= Brief 1 =
Copy everything from "For God’s sake, if" down to "any sense whatsoever." in the piece on the sex industry, swapping "role models" for "heroes".
= Brief 2 =
Answer these questions about the piece on the sex industry:
(a) With how many prostitutes is Max Mosley said to have had sex?
(b) What does the writer say having sex is like?
(c) What kind of surgery does the writer say normal women get?

= Supplied passage =
┌────────
Please tell me. How many of you men out there think it is OK for F1 boss Max Mosley to have sex with five prostitutes whilst pretending to be a Nazi? I am getting seriously depressed. So many comments from men about it in the press have been wishing they could do the same and are full of envy and congratulation. Those who say it is disgusting are called prudes. Are there any men out there who think that paying for sex with people who don’t want to have sex with you but who pretend for money is revolting?

I am getting quite depressed about the way that women are becoming sex objects, threesomes, porn everywhere, little girls being sold black lacey underwear, lap dancing clubs which are grooming women into prostitution, thousands of women and children being trafficked even into the UK for the sex industry. Much of it is pressure to comply with modern day demands. I go on my computer and start searching for something in the Google box and if it looks like a sex word automatic search suggestions come up. There is porn on my tv although I didn’t ask for those channels. I get messages on my phone asking if I want to receive pictures of girls pussies.

For God’s sake, if I wanted to see a bit of porn I would. I don’t expect to be drenched in it and none of it makes women seem intelligent, like leaders, equal to men or role models in any sense whatsoever.

I started to get divorced a few years ago and when I came out the other side, the whole vision of relationships seems to have changed. Loving someone therefore wanting to have sex with them are somehow separated. Having sex is like getting a burger, shallow and instantly gratifying. The place that having sex has, when it is with a person you love, is diminished. I thought that sex with love nourished a person, was sustaining and validated the process of being human and being alive. Deep love and comitment seemed to come from striving and doing without some things. Now a regular sex life with someone is promoted as supposedly boring or not enough. Porn, prostitutes and lap dancing are seen as little extras, whilst the women involved get more and more damaged ( this is true if you read up on the subject). Normal women get disillusioned and worried about not measuring up. They get plastic surgery and start to compete thinking they can only be of value if they are good in bed.
└────────
[Referring expression pointing data]
┌────────
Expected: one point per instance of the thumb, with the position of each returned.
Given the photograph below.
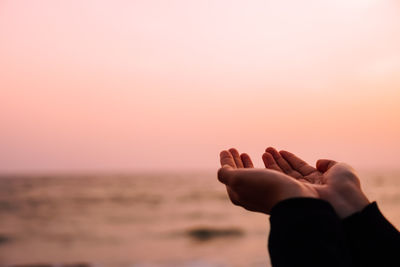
(224, 173)
(325, 164)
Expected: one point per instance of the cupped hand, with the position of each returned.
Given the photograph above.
(334, 182)
(258, 189)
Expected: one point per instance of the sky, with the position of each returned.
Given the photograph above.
(165, 85)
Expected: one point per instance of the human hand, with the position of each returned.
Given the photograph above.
(334, 182)
(258, 189)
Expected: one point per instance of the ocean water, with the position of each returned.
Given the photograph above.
(143, 219)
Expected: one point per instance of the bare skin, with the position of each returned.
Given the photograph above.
(287, 176)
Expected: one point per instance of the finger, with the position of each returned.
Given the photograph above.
(246, 161)
(325, 164)
(282, 163)
(270, 163)
(224, 174)
(227, 159)
(236, 157)
(297, 164)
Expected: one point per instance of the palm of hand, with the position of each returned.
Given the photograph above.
(334, 182)
(258, 189)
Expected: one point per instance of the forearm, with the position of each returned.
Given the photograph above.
(306, 232)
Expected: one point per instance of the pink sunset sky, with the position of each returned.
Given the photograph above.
(154, 85)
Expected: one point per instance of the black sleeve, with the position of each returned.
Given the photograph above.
(372, 240)
(306, 232)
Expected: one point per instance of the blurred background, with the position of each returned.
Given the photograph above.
(113, 114)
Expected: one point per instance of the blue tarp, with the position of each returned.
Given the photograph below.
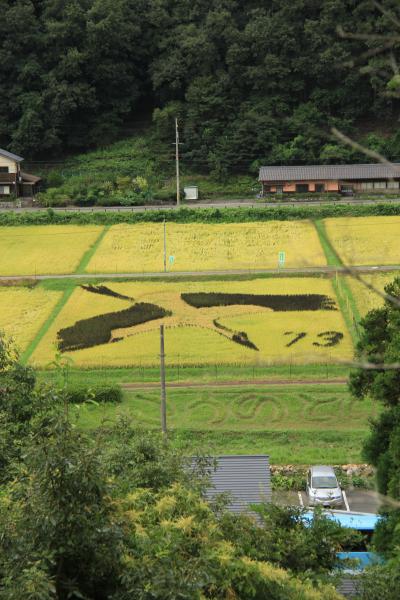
(365, 559)
(353, 520)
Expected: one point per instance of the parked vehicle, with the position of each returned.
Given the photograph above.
(323, 488)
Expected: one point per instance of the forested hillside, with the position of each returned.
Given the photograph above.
(250, 81)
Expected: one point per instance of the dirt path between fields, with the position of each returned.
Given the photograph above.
(232, 383)
(329, 269)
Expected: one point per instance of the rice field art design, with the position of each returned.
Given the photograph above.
(200, 311)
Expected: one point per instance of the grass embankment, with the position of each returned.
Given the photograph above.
(346, 301)
(305, 334)
(67, 288)
(294, 424)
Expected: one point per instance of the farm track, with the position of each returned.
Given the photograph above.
(234, 383)
(329, 269)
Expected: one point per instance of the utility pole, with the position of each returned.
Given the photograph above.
(178, 192)
(165, 247)
(163, 386)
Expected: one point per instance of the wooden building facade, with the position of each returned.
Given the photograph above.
(330, 178)
(13, 181)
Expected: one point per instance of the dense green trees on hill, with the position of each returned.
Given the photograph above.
(250, 80)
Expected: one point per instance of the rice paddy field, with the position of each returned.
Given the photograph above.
(24, 310)
(366, 299)
(294, 424)
(207, 334)
(47, 249)
(202, 247)
(365, 240)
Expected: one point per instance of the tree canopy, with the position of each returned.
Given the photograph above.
(251, 81)
(116, 514)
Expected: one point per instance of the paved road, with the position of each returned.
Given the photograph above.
(215, 204)
(232, 383)
(198, 274)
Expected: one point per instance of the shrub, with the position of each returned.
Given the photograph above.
(98, 330)
(105, 291)
(198, 215)
(101, 394)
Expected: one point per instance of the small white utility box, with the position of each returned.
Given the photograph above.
(191, 192)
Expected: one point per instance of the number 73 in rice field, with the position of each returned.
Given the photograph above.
(325, 339)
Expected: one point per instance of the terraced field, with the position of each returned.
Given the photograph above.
(201, 247)
(366, 298)
(23, 311)
(268, 321)
(47, 249)
(365, 240)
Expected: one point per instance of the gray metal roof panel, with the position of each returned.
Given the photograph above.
(328, 172)
(11, 155)
(348, 586)
(247, 478)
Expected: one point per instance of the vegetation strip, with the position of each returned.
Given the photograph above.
(276, 302)
(47, 324)
(97, 330)
(343, 292)
(91, 251)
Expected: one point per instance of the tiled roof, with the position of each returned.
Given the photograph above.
(10, 155)
(246, 477)
(329, 172)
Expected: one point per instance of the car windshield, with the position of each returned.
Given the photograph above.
(324, 482)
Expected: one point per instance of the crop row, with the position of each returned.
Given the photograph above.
(98, 330)
(276, 302)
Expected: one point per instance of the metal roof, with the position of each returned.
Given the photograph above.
(246, 477)
(328, 172)
(10, 155)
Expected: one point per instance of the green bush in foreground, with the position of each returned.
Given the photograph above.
(98, 330)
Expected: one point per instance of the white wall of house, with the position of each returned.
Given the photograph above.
(8, 162)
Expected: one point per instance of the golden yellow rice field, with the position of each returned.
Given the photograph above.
(44, 249)
(200, 247)
(192, 336)
(366, 240)
(365, 298)
(23, 311)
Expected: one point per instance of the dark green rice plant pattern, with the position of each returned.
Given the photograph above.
(98, 330)
(105, 291)
(332, 338)
(276, 302)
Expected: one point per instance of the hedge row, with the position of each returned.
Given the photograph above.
(277, 302)
(197, 215)
(94, 331)
(101, 394)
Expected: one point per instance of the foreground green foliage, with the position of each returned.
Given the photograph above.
(120, 514)
(380, 345)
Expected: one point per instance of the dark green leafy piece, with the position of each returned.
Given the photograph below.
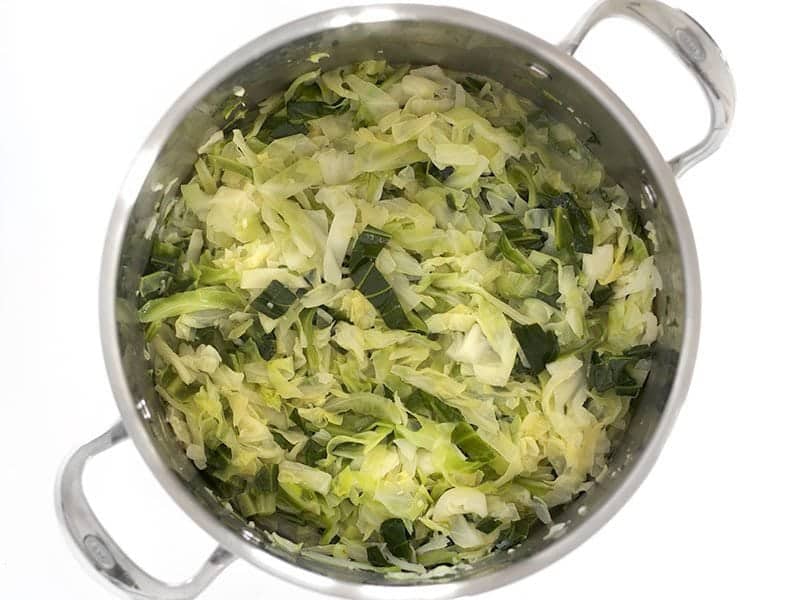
(608, 371)
(472, 85)
(601, 294)
(434, 558)
(539, 346)
(281, 441)
(307, 323)
(155, 284)
(394, 533)
(427, 405)
(314, 452)
(370, 282)
(164, 254)
(265, 343)
(376, 557)
(513, 255)
(440, 174)
(266, 480)
(572, 224)
(471, 444)
(275, 300)
(488, 525)
(518, 234)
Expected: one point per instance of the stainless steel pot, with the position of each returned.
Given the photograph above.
(408, 34)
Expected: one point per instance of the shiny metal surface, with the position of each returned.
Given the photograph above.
(694, 46)
(416, 34)
(99, 550)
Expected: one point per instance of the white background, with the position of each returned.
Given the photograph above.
(81, 85)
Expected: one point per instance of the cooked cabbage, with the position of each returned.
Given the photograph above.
(397, 315)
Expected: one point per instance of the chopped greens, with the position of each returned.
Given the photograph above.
(396, 315)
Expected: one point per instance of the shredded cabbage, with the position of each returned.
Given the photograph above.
(397, 315)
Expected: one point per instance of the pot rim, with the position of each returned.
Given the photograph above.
(664, 180)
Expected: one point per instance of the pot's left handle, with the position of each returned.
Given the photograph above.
(98, 547)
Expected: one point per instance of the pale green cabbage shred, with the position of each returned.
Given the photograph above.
(364, 422)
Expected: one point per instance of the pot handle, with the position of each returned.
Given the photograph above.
(693, 45)
(99, 549)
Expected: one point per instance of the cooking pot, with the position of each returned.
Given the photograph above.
(546, 73)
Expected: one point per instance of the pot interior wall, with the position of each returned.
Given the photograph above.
(419, 42)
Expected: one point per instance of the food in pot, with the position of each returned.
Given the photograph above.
(396, 315)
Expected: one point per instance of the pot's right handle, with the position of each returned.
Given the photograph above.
(695, 47)
(100, 550)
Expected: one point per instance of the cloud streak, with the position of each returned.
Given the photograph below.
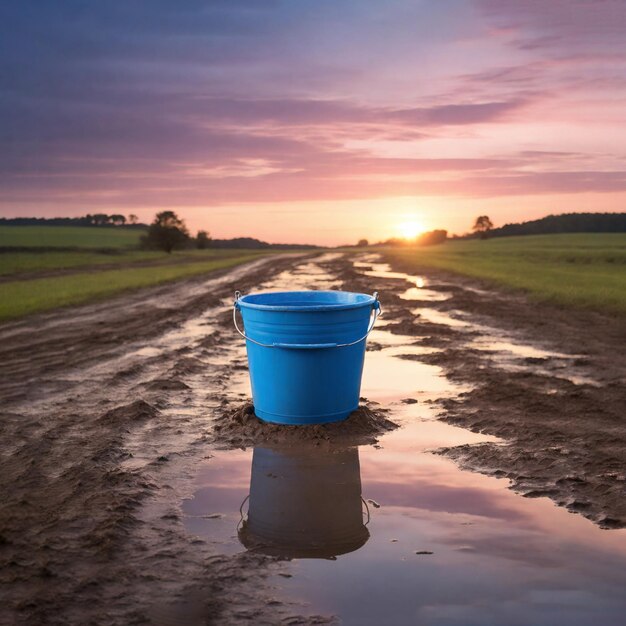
(216, 103)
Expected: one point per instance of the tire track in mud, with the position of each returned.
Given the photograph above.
(94, 432)
(109, 409)
(560, 408)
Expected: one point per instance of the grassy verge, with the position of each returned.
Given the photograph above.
(19, 298)
(69, 236)
(584, 270)
(21, 264)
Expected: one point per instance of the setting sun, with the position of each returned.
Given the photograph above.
(410, 229)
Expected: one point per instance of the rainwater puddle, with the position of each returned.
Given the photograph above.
(507, 351)
(397, 535)
(394, 534)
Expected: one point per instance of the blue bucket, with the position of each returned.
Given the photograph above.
(305, 352)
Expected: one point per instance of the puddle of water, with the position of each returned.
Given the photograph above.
(397, 535)
(394, 534)
(421, 293)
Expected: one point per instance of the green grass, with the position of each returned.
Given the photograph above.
(25, 297)
(68, 236)
(20, 264)
(584, 270)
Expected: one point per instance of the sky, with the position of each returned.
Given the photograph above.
(320, 121)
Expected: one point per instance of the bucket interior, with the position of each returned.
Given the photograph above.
(306, 300)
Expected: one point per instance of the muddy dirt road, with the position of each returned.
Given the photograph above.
(122, 505)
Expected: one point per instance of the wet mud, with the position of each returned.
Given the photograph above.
(549, 381)
(138, 488)
(238, 427)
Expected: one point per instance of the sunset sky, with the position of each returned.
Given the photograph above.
(316, 121)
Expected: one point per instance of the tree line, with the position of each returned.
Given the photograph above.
(95, 219)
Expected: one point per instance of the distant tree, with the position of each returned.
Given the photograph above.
(167, 232)
(482, 226)
(100, 219)
(203, 240)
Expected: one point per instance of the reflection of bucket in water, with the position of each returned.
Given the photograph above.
(304, 503)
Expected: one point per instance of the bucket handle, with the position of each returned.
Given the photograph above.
(376, 313)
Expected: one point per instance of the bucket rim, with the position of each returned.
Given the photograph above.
(360, 300)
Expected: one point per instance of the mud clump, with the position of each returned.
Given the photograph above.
(240, 428)
(133, 412)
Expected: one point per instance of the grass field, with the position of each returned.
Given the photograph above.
(25, 297)
(68, 237)
(585, 270)
(91, 264)
(21, 264)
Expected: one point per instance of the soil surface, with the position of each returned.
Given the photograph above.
(239, 427)
(561, 408)
(106, 407)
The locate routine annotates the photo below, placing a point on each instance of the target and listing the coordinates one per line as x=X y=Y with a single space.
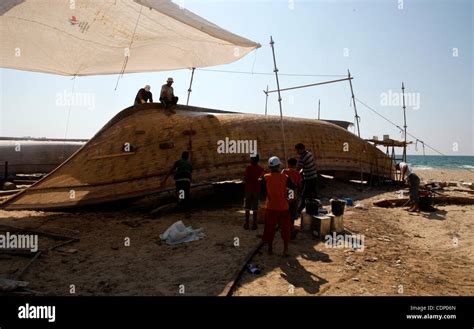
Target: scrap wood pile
x=460 y=193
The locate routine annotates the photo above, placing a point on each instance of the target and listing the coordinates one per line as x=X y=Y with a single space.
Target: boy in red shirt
x=295 y=176
x=277 y=205
x=252 y=174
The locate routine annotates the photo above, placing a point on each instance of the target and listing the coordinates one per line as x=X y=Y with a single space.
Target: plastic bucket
x=312 y=206
x=337 y=207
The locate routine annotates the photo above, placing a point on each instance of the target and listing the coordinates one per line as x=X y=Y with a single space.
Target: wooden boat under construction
x=132 y=153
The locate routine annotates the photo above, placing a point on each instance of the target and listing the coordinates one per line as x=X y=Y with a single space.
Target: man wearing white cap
x=167 y=96
x=144 y=95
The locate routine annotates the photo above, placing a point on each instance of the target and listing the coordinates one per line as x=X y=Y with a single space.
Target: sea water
x=427 y=162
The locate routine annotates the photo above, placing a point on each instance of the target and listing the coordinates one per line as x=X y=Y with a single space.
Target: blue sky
x=385 y=46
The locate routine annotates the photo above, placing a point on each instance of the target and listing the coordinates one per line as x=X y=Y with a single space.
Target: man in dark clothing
x=182 y=170
x=307 y=165
x=167 y=96
x=144 y=95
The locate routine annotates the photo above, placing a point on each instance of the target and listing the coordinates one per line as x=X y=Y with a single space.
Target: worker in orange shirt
x=277 y=205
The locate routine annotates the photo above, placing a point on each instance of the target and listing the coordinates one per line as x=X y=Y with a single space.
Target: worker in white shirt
x=413 y=183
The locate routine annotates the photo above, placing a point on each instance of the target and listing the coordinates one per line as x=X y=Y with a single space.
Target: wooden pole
x=266 y=100
x=319 y=109
x=353 y=102
x=190 y=85
x=404 y=125
x=310 y=85
x=279 y=99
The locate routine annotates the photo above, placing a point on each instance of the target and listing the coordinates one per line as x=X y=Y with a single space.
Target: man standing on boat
x=307 y=165
x=144 y=95
x=182 y=170
x=167 y=96
x=413 y=183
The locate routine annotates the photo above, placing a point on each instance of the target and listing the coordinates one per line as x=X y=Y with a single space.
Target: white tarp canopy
x=92 y=37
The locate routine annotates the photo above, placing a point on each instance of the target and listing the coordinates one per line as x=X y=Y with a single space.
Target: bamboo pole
x=319 y=109
x=266 y=100
x=353 y=102
x=279 y=99
x=310 y=85
x=404 y=125
x=190 y=85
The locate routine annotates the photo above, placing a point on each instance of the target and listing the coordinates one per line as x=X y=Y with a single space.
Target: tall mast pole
x=279 y=98
x=404 y=125
x=353 y=102
x=266 y=100
x=190 y=85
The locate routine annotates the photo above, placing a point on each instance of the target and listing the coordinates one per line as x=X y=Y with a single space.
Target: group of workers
x=287 y=189
x=287 y=192
x=167 y=97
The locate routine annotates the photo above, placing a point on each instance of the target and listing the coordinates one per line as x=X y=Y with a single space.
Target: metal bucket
x=337 y=224
x=337 y=207
x=312 y=206
x=321 y=225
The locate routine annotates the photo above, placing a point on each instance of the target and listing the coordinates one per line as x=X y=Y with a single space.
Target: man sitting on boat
x=413 y=183
x=307 y=165
x=167 y=96
x=144 y=95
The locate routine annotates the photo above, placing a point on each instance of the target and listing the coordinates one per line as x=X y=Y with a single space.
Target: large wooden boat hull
x=132 y=153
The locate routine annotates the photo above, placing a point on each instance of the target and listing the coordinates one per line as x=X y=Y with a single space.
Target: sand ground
x=403 y=254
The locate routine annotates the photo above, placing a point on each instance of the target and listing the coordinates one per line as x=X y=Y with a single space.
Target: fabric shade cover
x=93 y=37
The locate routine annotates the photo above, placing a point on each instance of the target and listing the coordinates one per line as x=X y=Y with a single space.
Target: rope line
x=271 y=73
x=411 y=135
x=125 y=61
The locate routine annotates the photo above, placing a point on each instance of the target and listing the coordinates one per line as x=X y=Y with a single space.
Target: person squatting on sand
x=144 y=95
x=307 y=165
x=295 y=176
x=413 y=181
x=277 y=205
x=252 y=176
x=167 y=96
x=182 y=170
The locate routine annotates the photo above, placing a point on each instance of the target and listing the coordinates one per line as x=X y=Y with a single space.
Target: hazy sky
x=428 y=45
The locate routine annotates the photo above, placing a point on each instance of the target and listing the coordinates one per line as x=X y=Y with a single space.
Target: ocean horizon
x=429 y=162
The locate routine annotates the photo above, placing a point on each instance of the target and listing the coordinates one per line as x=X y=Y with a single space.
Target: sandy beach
x=404 y=253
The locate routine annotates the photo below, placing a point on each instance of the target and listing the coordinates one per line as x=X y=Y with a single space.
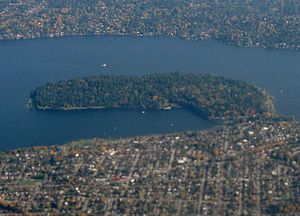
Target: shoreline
x=241 y=45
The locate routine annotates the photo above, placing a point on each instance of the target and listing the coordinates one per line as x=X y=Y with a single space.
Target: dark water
x=26 y=64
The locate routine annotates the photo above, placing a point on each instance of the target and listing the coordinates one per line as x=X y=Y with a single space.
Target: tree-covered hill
x=212 y=97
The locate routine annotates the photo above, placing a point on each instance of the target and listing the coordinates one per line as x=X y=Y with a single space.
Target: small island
x=215 y=98
x=248 y=167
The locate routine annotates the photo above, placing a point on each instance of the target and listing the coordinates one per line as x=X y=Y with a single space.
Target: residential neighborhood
x=249 y=168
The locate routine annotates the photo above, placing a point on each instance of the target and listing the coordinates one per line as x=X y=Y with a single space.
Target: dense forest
x=216 y=98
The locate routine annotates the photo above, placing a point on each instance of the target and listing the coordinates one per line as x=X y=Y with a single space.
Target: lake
x=29 y=63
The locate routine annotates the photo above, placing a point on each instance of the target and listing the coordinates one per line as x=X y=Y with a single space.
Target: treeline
x=212 y=97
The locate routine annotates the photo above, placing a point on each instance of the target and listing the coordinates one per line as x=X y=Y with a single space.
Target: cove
x=29 y=63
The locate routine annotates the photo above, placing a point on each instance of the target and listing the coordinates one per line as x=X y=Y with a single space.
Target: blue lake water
x=28 y=63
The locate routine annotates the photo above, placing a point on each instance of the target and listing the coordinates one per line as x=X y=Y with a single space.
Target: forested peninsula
x=215 y=98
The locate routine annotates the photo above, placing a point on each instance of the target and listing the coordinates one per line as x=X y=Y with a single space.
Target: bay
x=29 y=63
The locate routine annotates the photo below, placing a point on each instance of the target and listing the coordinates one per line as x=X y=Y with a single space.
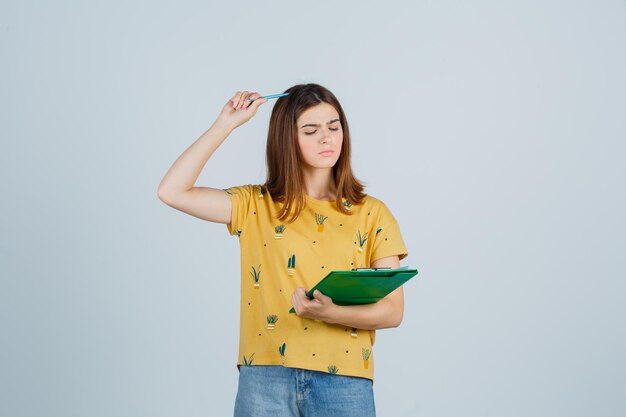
└────────
= Task solution 1 =
For God’s sake, if I wanted to see a bit of porn I would. I don’t expect to be drenched in it and none of it makes women seem intelligent, like leaders, equal to men or heroes in any sense whatsoever.

= Task solution 2 =
(a) Five.
(b) Getting a burger, shallow and instantly gratifying.
(c) Plastic surgery.